**Source records**
* * * * * * *
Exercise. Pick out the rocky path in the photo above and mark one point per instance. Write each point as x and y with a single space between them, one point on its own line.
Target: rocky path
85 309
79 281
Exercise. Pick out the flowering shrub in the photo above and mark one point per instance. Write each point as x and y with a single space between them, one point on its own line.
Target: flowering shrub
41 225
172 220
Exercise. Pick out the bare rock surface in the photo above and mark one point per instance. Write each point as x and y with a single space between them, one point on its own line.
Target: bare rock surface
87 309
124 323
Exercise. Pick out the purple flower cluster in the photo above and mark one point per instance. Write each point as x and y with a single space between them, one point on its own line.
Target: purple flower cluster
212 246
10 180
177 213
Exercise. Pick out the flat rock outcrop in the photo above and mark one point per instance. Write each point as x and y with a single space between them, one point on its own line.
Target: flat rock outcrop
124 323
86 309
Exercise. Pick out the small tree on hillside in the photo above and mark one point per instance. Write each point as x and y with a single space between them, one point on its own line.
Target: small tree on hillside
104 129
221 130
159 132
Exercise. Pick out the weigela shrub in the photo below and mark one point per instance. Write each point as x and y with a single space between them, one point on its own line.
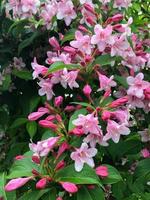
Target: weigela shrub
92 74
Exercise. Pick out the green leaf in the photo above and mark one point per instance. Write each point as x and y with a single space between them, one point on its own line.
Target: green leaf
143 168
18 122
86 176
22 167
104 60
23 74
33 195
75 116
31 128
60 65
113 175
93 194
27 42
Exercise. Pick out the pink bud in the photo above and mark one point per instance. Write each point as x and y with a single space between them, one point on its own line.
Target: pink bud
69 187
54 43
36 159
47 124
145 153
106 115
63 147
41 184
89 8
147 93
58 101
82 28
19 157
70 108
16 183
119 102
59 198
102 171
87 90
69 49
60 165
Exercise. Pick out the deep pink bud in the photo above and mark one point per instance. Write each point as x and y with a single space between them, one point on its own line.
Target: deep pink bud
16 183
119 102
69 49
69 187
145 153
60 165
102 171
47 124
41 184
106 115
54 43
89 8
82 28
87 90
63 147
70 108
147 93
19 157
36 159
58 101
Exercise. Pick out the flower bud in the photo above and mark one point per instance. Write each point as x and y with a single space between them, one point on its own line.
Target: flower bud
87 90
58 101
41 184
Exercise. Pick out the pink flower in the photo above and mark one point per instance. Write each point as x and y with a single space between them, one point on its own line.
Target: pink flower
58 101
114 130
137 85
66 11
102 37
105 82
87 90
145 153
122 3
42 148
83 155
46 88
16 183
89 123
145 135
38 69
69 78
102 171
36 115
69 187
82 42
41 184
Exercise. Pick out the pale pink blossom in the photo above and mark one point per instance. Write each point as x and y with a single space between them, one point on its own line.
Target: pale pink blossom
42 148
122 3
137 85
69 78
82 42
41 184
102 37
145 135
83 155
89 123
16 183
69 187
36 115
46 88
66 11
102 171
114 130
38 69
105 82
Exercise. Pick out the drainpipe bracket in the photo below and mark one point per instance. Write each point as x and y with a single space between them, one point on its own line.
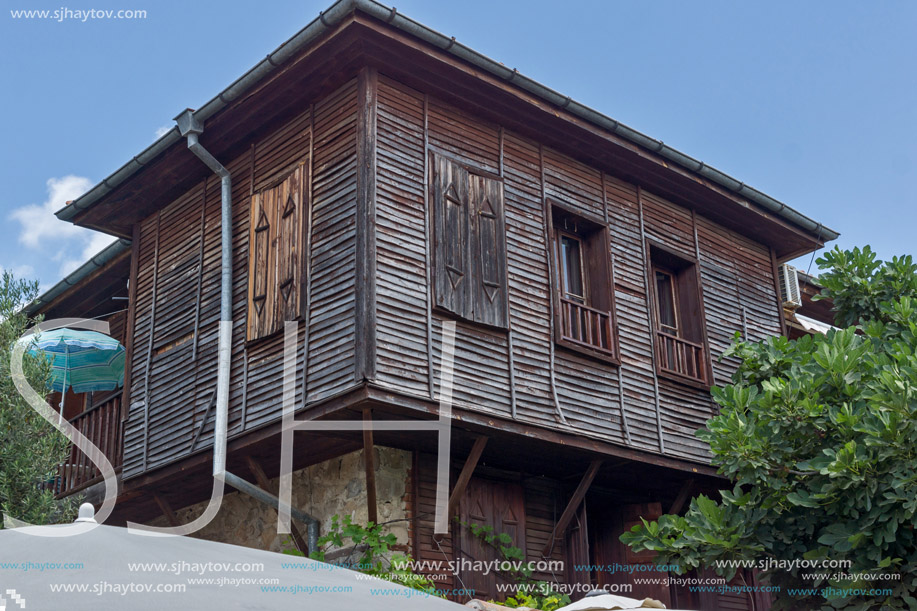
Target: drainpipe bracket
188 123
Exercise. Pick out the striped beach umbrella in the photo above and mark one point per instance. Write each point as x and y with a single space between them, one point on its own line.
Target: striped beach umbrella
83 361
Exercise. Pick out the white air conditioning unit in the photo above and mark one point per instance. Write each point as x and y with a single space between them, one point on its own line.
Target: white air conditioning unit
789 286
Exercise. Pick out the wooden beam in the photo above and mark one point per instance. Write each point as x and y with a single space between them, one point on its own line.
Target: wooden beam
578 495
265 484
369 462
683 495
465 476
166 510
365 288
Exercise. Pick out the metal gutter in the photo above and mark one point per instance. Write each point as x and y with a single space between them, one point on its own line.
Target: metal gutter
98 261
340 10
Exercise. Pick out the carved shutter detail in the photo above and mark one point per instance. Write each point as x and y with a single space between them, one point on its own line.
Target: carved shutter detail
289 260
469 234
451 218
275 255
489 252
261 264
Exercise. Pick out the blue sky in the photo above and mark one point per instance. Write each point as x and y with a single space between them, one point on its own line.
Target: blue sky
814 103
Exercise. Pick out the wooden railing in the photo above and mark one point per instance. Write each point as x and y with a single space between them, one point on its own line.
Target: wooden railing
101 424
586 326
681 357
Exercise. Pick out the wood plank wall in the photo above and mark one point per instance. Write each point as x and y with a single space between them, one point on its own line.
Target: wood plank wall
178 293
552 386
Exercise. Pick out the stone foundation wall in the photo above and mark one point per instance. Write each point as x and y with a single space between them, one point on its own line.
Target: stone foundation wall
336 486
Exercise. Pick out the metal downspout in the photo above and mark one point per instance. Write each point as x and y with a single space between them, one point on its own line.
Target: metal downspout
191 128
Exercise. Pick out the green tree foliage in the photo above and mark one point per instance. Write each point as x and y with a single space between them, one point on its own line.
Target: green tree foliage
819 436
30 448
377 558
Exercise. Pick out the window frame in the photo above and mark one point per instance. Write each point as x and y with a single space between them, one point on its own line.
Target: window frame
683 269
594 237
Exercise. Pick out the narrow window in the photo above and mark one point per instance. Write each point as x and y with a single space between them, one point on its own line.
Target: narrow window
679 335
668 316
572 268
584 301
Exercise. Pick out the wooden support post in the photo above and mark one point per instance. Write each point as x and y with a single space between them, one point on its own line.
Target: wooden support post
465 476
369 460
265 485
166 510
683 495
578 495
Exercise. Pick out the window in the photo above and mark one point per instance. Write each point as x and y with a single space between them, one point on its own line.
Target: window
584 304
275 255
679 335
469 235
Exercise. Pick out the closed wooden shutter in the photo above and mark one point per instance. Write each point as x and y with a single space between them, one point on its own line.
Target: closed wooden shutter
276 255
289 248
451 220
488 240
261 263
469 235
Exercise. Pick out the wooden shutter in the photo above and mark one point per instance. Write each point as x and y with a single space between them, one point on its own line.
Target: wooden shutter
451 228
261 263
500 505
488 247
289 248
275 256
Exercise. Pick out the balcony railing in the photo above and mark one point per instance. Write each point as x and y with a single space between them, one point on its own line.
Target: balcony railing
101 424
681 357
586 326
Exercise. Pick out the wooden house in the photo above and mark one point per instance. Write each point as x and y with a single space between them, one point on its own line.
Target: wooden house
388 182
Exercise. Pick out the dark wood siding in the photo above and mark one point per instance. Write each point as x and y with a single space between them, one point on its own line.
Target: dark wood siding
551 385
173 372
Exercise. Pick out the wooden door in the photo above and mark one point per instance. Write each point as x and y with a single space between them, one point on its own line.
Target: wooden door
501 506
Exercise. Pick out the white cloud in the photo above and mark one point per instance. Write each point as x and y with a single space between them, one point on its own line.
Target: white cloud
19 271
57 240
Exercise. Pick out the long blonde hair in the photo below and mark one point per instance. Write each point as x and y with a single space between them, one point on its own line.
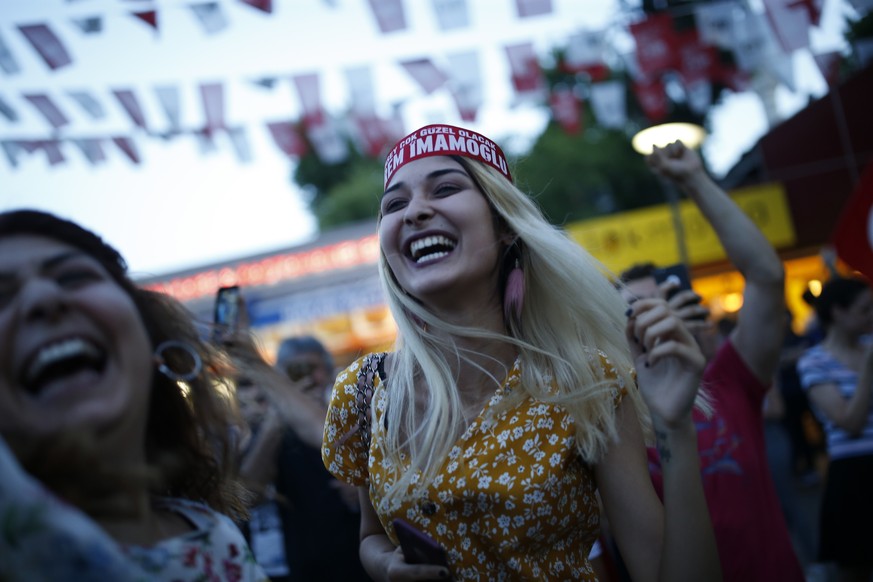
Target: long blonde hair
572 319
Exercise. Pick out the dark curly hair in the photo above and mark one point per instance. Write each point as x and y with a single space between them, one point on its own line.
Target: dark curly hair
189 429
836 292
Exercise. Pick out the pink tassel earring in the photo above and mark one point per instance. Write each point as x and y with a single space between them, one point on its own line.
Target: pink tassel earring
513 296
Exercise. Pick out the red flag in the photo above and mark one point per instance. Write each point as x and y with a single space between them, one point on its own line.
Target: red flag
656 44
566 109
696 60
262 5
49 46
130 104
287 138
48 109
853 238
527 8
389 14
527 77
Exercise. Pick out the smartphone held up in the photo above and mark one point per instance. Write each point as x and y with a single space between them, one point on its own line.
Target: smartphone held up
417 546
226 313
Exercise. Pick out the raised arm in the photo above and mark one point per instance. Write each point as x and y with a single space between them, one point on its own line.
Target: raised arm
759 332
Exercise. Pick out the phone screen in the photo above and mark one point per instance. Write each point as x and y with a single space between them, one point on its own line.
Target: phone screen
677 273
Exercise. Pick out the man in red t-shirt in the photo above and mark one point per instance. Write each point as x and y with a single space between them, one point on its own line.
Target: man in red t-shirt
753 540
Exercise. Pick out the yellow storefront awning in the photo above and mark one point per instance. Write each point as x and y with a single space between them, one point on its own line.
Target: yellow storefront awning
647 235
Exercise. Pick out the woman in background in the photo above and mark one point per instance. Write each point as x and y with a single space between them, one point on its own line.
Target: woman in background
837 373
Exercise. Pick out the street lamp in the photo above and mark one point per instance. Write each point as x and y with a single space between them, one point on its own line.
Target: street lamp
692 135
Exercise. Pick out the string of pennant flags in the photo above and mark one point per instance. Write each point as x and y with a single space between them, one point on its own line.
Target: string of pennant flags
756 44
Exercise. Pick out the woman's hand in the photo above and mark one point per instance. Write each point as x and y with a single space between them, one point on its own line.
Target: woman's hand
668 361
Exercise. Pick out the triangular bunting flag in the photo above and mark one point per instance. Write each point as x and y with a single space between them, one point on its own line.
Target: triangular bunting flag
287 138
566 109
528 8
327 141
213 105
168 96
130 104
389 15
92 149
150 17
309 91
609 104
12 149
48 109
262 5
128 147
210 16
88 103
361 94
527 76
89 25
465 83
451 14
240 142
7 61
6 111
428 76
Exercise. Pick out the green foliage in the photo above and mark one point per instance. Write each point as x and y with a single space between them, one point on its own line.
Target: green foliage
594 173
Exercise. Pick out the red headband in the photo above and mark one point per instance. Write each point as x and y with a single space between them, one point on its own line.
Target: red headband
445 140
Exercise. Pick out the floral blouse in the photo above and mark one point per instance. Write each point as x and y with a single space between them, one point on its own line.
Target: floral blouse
* * * * * * *
**Task objective**
Only the lines from the one containing "Exercise. Pick out the green foliage" to the end of the listing belong in the output, each reproduced exactly.

**Exercise answer**
Exercise. Pick out the green foliage in the photo above and mark one point per instance. Write each point as x and y with a single space between them, one point on its own line.
Target: green foliage
594 173
Exercise. Pick out the red headband in the photo above and mark one point per instance. Write each point as x and y with a single space between them, one point on its own line.
Target: red headband
445 140
Exercise. Pick out the floral blouse in the photo above and mark one point per instance. Write each point as x and y with a single space between them, one point on its own line.
Target: floral blouse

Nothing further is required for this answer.